• YOUR OBJECTIVE: In the copy, include every entry exactly but none of the pictures.

• DATASET ROWS:
* BEGIN *
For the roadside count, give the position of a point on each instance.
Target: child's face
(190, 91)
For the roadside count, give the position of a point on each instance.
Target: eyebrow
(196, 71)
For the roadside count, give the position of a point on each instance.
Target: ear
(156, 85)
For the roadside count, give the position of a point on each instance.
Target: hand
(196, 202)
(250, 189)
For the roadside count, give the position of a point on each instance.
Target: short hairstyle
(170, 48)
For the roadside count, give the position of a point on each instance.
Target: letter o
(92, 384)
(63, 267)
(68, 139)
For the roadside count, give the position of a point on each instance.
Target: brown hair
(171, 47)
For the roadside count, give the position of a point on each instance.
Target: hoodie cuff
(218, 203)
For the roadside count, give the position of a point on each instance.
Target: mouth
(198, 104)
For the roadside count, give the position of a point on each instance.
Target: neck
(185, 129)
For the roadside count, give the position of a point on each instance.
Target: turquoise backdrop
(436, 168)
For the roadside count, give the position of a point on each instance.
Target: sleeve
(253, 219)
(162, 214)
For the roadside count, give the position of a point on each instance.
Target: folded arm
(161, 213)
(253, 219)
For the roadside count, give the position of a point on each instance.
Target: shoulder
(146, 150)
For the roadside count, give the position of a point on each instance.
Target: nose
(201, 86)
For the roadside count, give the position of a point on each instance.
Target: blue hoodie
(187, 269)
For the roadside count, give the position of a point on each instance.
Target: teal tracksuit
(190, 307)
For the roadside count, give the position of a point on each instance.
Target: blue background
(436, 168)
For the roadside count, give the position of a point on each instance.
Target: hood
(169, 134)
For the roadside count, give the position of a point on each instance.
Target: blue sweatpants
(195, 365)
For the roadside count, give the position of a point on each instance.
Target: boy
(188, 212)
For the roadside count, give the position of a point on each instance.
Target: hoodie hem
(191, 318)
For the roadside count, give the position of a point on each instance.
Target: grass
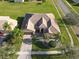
(75, 39)
(64, 35)
(19, 9)
(16, 10)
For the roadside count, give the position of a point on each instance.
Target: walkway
(26, 47)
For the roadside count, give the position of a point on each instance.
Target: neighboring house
(40, 23)
(7, 19)
(76, 1)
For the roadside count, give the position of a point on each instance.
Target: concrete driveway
(26, 47)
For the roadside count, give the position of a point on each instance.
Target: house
(76, 1)
(40, 23)
(7, 19)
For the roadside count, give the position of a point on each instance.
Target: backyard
(16, 10)
(74, 5)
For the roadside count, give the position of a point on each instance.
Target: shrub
(52, 44)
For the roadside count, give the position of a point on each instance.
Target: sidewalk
(26, 47)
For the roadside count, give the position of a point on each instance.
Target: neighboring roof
(10, 21)
(47, 20)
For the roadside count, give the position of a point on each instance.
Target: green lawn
(74, 5)
(19, 9)
(16, 10)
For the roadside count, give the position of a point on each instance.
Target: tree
(17, 35)
(52, 44)
(6, 26)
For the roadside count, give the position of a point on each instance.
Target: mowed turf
(19, 9)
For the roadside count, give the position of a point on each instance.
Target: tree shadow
(42, 45)
(71, 19)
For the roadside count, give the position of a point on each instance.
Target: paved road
(26, 47)
(64, 8)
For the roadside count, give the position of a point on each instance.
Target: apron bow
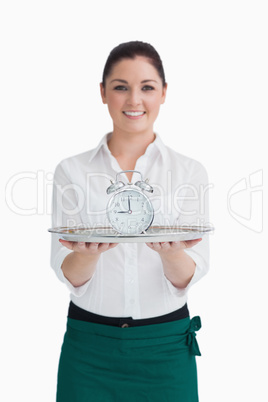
(195, 325)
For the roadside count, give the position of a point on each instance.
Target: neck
(129, 145)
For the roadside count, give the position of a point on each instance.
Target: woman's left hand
(173, 246)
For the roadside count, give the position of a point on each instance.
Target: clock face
(130, 211)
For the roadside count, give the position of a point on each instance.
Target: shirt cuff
(76, 291)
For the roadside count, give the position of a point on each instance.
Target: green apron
(154, 363)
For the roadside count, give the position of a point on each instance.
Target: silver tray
(109, 235)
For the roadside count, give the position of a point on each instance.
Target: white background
(215, 57)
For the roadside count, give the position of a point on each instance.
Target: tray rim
(181, 233)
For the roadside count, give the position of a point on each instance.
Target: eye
(120, 88)
(147, 88)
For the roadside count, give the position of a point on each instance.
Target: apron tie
(195, 325)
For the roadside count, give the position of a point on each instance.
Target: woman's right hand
(79, 266)
(87, 248)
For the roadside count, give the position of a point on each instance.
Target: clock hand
(125, 212)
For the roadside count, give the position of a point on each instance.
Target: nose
(134, 98)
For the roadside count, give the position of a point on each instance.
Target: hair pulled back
(130, 50)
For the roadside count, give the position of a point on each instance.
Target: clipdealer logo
(245, 201)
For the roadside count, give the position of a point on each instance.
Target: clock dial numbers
(130, 212)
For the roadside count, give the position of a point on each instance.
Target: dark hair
(130, 50)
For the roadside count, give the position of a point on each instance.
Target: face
(133, 93)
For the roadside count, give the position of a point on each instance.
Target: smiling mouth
(134, 114)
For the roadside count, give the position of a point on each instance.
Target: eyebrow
(125, 82)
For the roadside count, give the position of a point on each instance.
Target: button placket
(130, 279)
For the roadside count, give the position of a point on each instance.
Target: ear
(102, 91)
(164, 93)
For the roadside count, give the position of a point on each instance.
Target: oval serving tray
(109, 235)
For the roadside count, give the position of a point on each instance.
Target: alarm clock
(129, 210)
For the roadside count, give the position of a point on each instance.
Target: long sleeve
(66, 204)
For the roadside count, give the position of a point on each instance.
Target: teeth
(134, 113)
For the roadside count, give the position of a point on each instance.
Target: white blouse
(129, 280)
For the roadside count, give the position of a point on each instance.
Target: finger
(157, 246)
(191, 243)
(165, 245)
(93, 246)
(175, 245)
(113, 245)
(103, 247)
(67, 244)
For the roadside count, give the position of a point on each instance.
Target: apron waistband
(78, 313)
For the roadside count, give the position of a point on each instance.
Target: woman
(129, 335)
* END *
• SOLUTION FOR THIS TASK:
For the roadside count, give the position of a point on each instance.
Target: child's face
(190, 91)
For the roadside count, give the position of a point on each instance.
Target: eyebrow
(196, 71)
For the roadside count, give the position of a point on each instance.
Target: ear
(156, 85)
For the roadside count, give the position of a point on each instance.
Target: hand
(196, 202)
(250, 189)
For the roadside count, give the position of a point on each instance.
Target: short hairstyle
(170, 48)
For the roadside count, give the position of a point on each instance.
Target: letter o
(92, 384)
(63, 267)
(68, 139)
For the roadside count, give the position of a point on each instance.
Target: brown hair
(171, 47)
For the roadside count, give the position of a point on each instance.
Target: hoodie cuff
(218, 203)
For the roadside count, give the position of a point on each instance.
Target: mouth
(198, 104)
For the roadside count, give the position of a point on each instance.
Target: neck
(185, 129)
For the roadside count, give the position of a point on each instance.
Target: turquoise backdrop
(436, 168)
For the roadside count, give the position of a point on each instance.
Target: sleeve
(253, 219)
(162, 214)
For the roadside count, give the position of a point on each instance.
Target: folded arm
(161, 213)
(253, 219)
For the roadside count, give the position of a point on each instance.
Target: shoulder
(146, 150)
For the roadside count, give the position of a point on each instance.
Target: nose
(201, 86)
For the roadside count, give the position of a point on each instance.
Target: blue hoodie
(187, 269)
For the roadside count, give the position of a point on each instance.
Target: teal tracksuit
(190, 307)
For the roadside count, give the position of a point on each instance.
Target: blue background
(436, 168)
For the roadside count, give the position of a point on each instance.
Target: hood
(169, 134)
For the roadside count, give the position of a point on each instance.
Target: blue sweatpants
(195, 365)
For the roadside count, give the position of a point on each instance.
Target: boy
(188, 212)
For the roadside count, give the position of a point on each instance.
Target: hoodie hem
(191, 318)
For the roadside count, give the position of a point on each instance.
Target: grass
(75, 39)
(64, 35)
(19, 9)
(16, 10)
For the roadside count, give the position of a point on each instance.
Target: walkway
(26, 47)
For the roadside count, give the position of a point on each instance.
Target: neighboring house
(40, 23)
(7, 19)
(76, 1)
For the roadside count, give the position of a point on each instance.
Target: concrete driveway
(26, 47)
For the roadside count, give the position of a point on each instance.
Target: house
(76, 1)
(40, 23)
(7, 19)
For the roadside count, give the position of a point on each instance.
Target: backyard
(16, 10)
(74, 5)
For the roadside count, give the position of a point on each instance.
Target: shrub
(52, 44)
For the roadside count, give the position of a point on each instance.
Target: sidewalk
(26, 47)
For the roadside count, give the position of a point on each instance.
Target: neighboring roof
(10, 21)
(47, 20)
For the roadside count, give the position of a point on each instance.
Target: green lawn
(74, 5)
(19, 9)
(16, 10)
For the roadside count, give the position of a point on each instance.
Target: tree
(17, 35)
(52, 44)
(6, 26)
For the roadside count, give the position of a point on each instance.
Target: mowed turf
(19, 9)
For the roadside count, give the position of a point on each instance.
Target: tree shadow
(42, 45)
(71, 19)
For the roadside count, give the position of a point on each instance.
Target: paved road
(26, 47)
(64, 8)
For the roadside count, give the position of a point on each instance.
Target: apron bow
(195, 325)
For the roadside count, give the position of a point on each instance.
Target: neck
(129, 145)
For the roadside count, give the position of a point on each instance.
Target: woman's left hand
(173, 246)
For the roadside count, give the position of a point on each instance.
Target: clock face
(130, 211)
For the roadside count, give the position of a point on each instance.
Target: shirt cuff
(76, 291)
For the roadside count, give the position of a point on each instance.
Target: green apron
(154, 363)
For the roadside count, give the position of a point on each instance.
Target: silver tray
(109, 235)
For the roadside count, give the position of a point on each instance.
Target: white background
(215, 57)
For the roadside count, give the position of a point on each instance.
Target: tray rim
(181, 233)
For the roadside count, give the position of a point on each instance.
Target: eye
(120, 88)
(147, 88)
For the roadside count, give the position of a point on each instance.
Target: apron tie
(195, 325)
For the roadside count, give the position of a point on each instance.
Target: woman's right hand
(79, 266)
(87, 248)
For the roadside count, give the position of a point on each instance.
Target: clock hand
(125, 212)
For the roadside count, give the position of a point on each instance.
Target: nose
(134, 98)
For the roadside count, give the position of a point on each instance.
Target: hair pulled back
(130, 50)
For the roadside count, give the position of a point on each instance.
Target: clipdealer logo
(245, 201)
For the roadside count, give the position of a point on each instance.
Target: clock dial numbers
(130, 212)
For the roadside count, give the position of a point on each instance.
Target: dark hair
(130, 50)
For the roadside count, give the position of a point on each instance.
Target: face
(133, 93)
For the roadside count, give the position of a point on each instance.
Target: smiling mouth
(134, 114)
For the roadside count, give the position of a point on each instance.
Target: eyebrow
(125, 82)
For the roadside count, give the position of a point on each instance.
Target: button placket
(130, 279)
For the roadside count, give the position of a point on each instance.
Target: ear
(102, 91)
(164, 93)
For the roadside count, give the position of a point on each instance.
Target: oval serving tray
(109, 235)
For the roadside count, give the position of a point on each instance.
Target: alarm clock
(129, 210)
For the roadside count, give the position of a point on each instance.
Target: long sleeve
(66, 204)
For the roadside count, give the position of a point on each instance.
Target: teeth
(134, 113)
For the roadside count, give the position of a point on each instance.
Target: white blouse
(129, 280)
For the roadside count, give the position of a point on each instance.
Target: finger
(157, 246)
(191, 243)
(165, 245)
(93, 246)
(175, 245)
(113, 245)
(103, 247)
(67, 244)
For the roadside count, give the position of a point on each instance.
Target: apron waistband
(78, 313)
For the roadside count, give the position of a point on each instance.
Target: woman
(129, 335)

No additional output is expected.